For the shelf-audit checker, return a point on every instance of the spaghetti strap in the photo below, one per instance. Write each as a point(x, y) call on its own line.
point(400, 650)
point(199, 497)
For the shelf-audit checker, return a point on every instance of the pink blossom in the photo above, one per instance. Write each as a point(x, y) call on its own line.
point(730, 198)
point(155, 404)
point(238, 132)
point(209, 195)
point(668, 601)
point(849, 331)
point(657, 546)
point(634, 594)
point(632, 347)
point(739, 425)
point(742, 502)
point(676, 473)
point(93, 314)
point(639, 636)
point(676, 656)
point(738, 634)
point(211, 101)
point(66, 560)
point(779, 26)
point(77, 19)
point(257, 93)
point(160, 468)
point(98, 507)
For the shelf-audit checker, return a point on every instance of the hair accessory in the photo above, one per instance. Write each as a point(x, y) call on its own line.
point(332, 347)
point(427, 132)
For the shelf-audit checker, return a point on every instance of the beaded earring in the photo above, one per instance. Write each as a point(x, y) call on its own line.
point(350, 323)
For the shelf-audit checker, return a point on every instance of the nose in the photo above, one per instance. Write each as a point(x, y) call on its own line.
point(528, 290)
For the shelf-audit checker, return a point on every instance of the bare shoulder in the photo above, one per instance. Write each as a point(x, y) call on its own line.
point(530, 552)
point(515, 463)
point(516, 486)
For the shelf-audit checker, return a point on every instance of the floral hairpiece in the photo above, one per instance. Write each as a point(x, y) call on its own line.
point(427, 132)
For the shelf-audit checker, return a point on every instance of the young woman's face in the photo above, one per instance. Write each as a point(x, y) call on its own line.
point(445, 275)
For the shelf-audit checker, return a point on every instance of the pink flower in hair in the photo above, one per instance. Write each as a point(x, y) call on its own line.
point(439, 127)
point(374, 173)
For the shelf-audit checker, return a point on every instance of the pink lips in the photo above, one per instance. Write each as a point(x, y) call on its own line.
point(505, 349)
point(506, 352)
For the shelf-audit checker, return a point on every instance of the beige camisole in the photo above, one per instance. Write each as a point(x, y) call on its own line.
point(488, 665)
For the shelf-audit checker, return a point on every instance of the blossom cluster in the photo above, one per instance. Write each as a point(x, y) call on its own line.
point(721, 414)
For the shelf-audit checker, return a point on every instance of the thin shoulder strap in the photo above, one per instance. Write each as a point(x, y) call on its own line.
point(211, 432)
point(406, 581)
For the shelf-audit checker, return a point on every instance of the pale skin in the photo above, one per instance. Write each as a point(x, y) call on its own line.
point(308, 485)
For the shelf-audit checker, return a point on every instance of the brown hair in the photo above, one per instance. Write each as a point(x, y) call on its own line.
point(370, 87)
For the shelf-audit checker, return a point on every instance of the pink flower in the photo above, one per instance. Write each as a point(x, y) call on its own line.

Stated task: Update the stretch of data from the line containing "the pink lips" through the line containing "point(308, 485)", replacing "shelf-audit checker" with "stock-audit checker" and leaving everything else unchanged. Give only those lines.

Completed task:
For the stock-audit checker, return a point on every instance of the pink lips in the photo above, one per instance. Write each as a point(x, y) call on its own line.
point(505, 349)
point(506, 352)
For the stock-audit checker, return a point on every instance of the beige camisole in the photo above, one per instance. Write each as a point(x, y) call on its own line.
point(488, 665)
For the stock-audit checker, return a point on every instance of the blossom cluster in the photo above, one per instance. Write each as a point(x, y) call on its own line.
point(721, 414)
For the stock-audit checker, return a point on every instance of the thin shoulder strap in the photo above, one per instance. Write each as a point(x, y) call on its own line.
point(211, 432)
point(406, 581)
For the stock-audit checker, return a point on every instance of the pale skin in the photo above, one per instance. Write each as a point(x, y) call on its own line.
point(308, 485)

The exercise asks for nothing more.